(MATERIAL SUPPLIED)
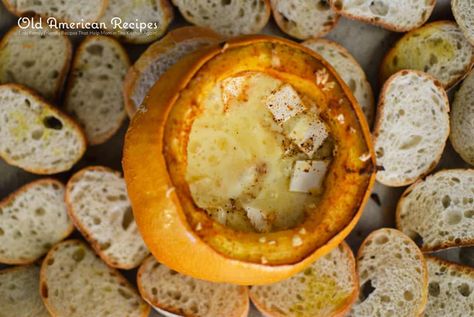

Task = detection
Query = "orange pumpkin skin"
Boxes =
[123,35,375,285]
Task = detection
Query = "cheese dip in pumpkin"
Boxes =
[186,72,334,233]
[123,35,375,285]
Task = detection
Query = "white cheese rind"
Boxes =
[289,160,329,194]
[243,204,271,233]
[265,84,305,123]
[265,84,329,158]
[221,76,246,106]
[287,114,329,158]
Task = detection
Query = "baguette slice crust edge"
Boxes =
[65,166,149,269]
[351,228,428,317]
[39,239,151,317]
[270,0,339,40]
[123,26,221,117]
[451,0,474,46]
[0,178,73,265]
[0,265,50,317]
[0,83,87,174]
[249,241,358,317]
[329,0,436,32]
[0,24,73,101]
[450,69,474,166]
[137,256,249,317]
[1,0,108,23]
[64,35,130,145]
[302,38,374,125]
[379,20,474,90]
[425,255,474,316]
[373,70,449,187]
[396,169,474,252]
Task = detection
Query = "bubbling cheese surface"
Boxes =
[186,72,333,232]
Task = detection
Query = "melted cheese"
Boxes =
[289,160,329,194]
[186,72,332,232]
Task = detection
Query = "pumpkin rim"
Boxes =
[123,34,375,285]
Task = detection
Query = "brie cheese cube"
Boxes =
[287,114,329,158]
[265,84,304,123]
[289,160,329,194]
[243,204,271,233]
[221,76,246,105]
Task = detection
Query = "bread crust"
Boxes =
[0,83,87,174]
[373,69,450,187]
[65,165,145,270]
[425,255,474,276]
[64,35,129,145]
[249,241,359,317]
[271,0,340,40]
[379,20,474,90]
[1,0,109,24]
[329,0,436,32]
[123,26,221,117]
[356,228,428,317]
[396,168,474,252]
[39,239,151,317]
[0,178,74,265]
[302,37,374,125]
[0,23,73,101]
[0,263,37,274]
[137,256,249,317]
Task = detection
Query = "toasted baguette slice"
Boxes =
[330,0,435,32]
[397,169,474,252]
[0,265,50,317]
[349,228,428,317]
[0,179,73,264]
[250,242,358,317]
[373,70,449,187]
[380,21,474,89]
[2,0,107,23]
[99,0,174,44]
[0,24,72,101]
[171,0,270,37]
[303,38,374,125]
[65,36,129,145]
[66,166,149,269]
[123,26,221,116]
[270,0,339,40]
[450,70,474,166]
[425,256,474,316]
[0,84,86,174]
[138,256,249,317]
[40,240,150,317]
[452,0,474,46]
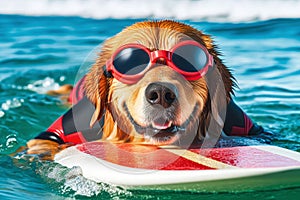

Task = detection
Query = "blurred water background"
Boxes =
[0,0,300,199]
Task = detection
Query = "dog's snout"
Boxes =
[145,82,177,108]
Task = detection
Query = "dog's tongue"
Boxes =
[152,121,172,130]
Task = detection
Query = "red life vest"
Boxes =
[34,77,265,145]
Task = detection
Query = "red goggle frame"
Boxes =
[105,40,214,84]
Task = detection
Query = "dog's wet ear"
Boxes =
[199,63,228,147]
[90,96,102,127]
[84,64,109,128]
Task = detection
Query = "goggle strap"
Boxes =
[103,65,113,78]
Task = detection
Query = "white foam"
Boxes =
[0,110,4,118]
[0,0,300,22]
[1,98,24,111]
[26,77,60,94]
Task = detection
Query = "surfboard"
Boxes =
[54,141,300,192]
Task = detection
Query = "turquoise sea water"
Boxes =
[0,14,300,199]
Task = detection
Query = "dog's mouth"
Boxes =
[145,119,183,144]
[123,103,199,145]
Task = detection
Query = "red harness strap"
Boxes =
[45,77,89,144]
[45,116,88,144]
[68,77,85,105]
[36,76,103,145]
[230,113,254,136]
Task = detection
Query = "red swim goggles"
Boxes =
[105,40,213,84]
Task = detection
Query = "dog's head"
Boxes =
[85,20,235,146]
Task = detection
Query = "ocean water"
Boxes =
[1,0,300,199]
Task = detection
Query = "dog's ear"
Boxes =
[84,36,118,128]
[90,94,102,127]
[84,64,109,128]
[198,63,228,147]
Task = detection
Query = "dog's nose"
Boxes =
[145,82,177,108]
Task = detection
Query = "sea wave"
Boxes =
[1,0,300,22]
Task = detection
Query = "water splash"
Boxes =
[0,98,24,120]
[0,125,20,154]
[34,161,132,198]
[1,98,24,111]
[25,77,60,94]
[1,0,300,22]
[0,110,4,118]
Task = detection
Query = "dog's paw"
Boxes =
[46,84,73,104]
[46,84,73,96]
[26,139,72,160]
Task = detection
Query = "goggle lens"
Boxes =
[172,44,208,73]
[113,47,150,75]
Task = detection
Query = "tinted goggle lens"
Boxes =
[172,44,208,72]
[113,47,150,75]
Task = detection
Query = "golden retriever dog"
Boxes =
[25,20,264,160]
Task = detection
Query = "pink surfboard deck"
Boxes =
[54,142,300,192]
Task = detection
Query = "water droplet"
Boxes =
[1,102,9,111]
[0,110,5,118]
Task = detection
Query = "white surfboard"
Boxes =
[54,142,300,192]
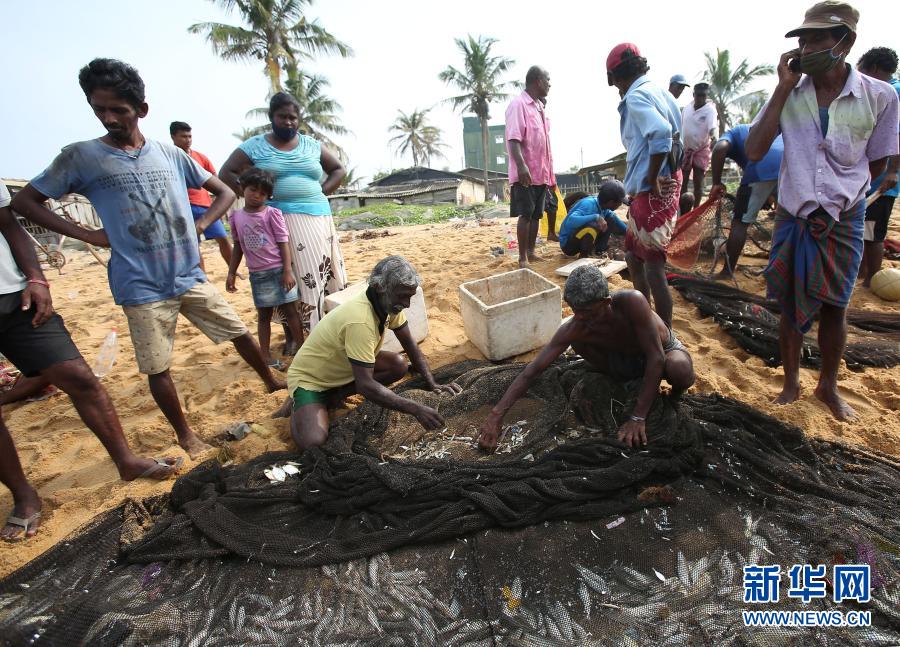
(End MATERIAL SUPPLIED)
#### [YOUR INSTRUCTIONS]
Please transcribe all of the records above exactly, leaving out any pictures.

#### [EXPECTED OUTPUT]
Task = detection
Query = "orange pumpkin skin"
Boxes =
[123,35,375,285]
Task = detection
Query = "cheese dip in pumpkin"
Boxes =
[186,72,334,233]
[123,35,375,285]
Task = detection
Query = "white cheese rind"
Boxes =
[289,160,329,194]
[243,204,271,233]
[265,84,305,123]
[265,84,329,158]
[221,76,246,106]
[287,114,329,158]
Task = detection
Query = "baguette slice crust edge"
Boxes =
[65,166,149,269]
[351,228,428,317]
[39,239,151,317]
[270,0,339,40]
[123,26,221,117]
[451,0,474,46]
[0,178,73,265]
[0,265,50,317]
[0,83,87,174]
[249,241,358,317]
[329,0,436,32]
[0,24,73,101]
[450,69,474,166]
[137,256,249,317]
[1,0,108,23]
[64,35,130,145]
[302,38,374,125]
[379,20,474,90]
[425,255,474,316]
[373,70,449,187]
[396,169,474,252]
Task = detection
Query = "bubbling cheese surface"
Boxes =
[186,72,333,232]
Task = detection
Query = "melted cheese"
Boxes =
[289,160,329,194]
[186,72,332,232]
Task = detection
Query = "pumpkin rim"
Boxes =
[123,34,375,285]
Task = detection
Query = "brie cheese cube"
Boxes =
[287,114,329,158]
[265,84,304,123]
[289,160,329,194]
[243,204,271,233]
[221,76,246,105]
Task = detection
Query = "bread crust"
Boxes =
[0,83,87,174]
[373,69,450,187]
[65,165,145,270]
[425,255,474,276]
[64,35,129,145]
[249,241,359,317]
[271,0,340,40]
[379,20,474,90]
[1,0,109,24]
[329,0,436,32]
[123,26,221,117]
[356,228,428,317]
[396,168,474,252]
[39,239,151,317]
[0,178,74,265]
[302,37,374,125]
[0,23,73,101]
[0,263,37,274]
[137,256,249,317]
Task = detection
Query = "toasted baguette slice"
Boxes =
[330,0,435,32]
[397,169,474,252]
[0,265,50,317]
[349,228,428,317]
[0,179,73,264]
[250,242,358,317]
[373,70,449,187]
[380,21,474,89]
[2,0,107,23]
[99,0,174,44]
[0,24,72,101]
[171,0,270,37]
[303,38,374,125]
[65,36,129,145]
[66,166,149,269]
[123,26,221,116]
[270,0,339,40]
[450,70,474,166]
[425,256,474,316]
[0,84,86,174]
[138,256,249,317]
[40,240,150,317]
[452,0,474,46]

Task = detection
Query = "blurred water background"
Boxes =
[0,0,300,199]
Task = detection
Query = "dog's snout"
Boxes =
[145,82,177,108]
Task = detection
Query = "dog's tongue"
Boxes =
[152,121,172,130]
Task = detection
Query = "red life vest"
Boxes =
[34,77,265,145]
Task = detection
Query = "red goggle frame"
Boxes =
[105,40,214,84]
Task = detection
Query = "dog's wet ear"
Boxes =
[199,63,228,147]
[90,96,102,127]
[84,64,109,128]
Task = detection
Query = "goggle strap"
Boxes =
[103,65,113,78]
Task = detection
Query = "white foam"
Boxes =
[0,110,4,118]
[0,0,300,22]
[1,98,24,111]
[26,77,60,94]
Task = detection
Query = "surfboard"
Boxes =
[54,141,300,192]
Task = detection
Query = "turquoise sea water"
Boxes =
[0,14,300,199]
Task = detection
Query = "dog's mouth"
Boxes =
[145,119,183,144]
[123,103,199,145]
Task = detection
Query = "red harness strap"
Boxes =
[45,77,89,144]
[45,116,88,144]
[68,77,85,105]
[36,76,103,145]
[230,113,254,136]
Task = detection
Query = "red swim goggles"
Boxes =
[105,40,213,84]
Task = detection
Query = "dog's head"
Boxes =
[85,20,235,146]
Task = detection
Query = "ocean water"
Boxes =
[1,0,300,199]
Task = detection
Query = "dog's ear"
Boxes =
[84,36,118,128]
[90,94,102,127]
[84,64,109,128]
[198,63,228,147]
Task = detection
Query = "dog's nose"
Boxes =
[145,82,177,108]
Task = detection
Query = "sea wave"
Boxes =
[1,0,300,22]
Task = detection
Query = "water splash"
Boxes =
[0,98,24,120]
[0,125,20,154]
[34,161,132,198]
[1,98,24,111]
[25,77,60,94]
[1,0,300,22]
[0,110,4,118]
Task = detection
Query = "dog's paw"
Boxes =
[46,84,73,104]
[46,84,73,96]
[26,139,72,160]
Task = detection
Query = "goggle lens"
Boxes =
[172,44,208,73]
[113,47,150,75]
Task = detection
Query = "tinted goggle lens"
Boxes =
[172,44,208,72]
[113,47,150,75]
Task = detection
Query = "golden retriever dog"
Boxes =
[25,20,264,160]
Task = detection
Query = "pink surfboard deck"
Boxes =
[54,142,300,192]
Task = detection
Query = "water droplet"
Boxes =
[1,102,9,111]
[0,110,5,118]
Task = detection
Query = "white surfboard"
Boxes =
[54,142,300,192]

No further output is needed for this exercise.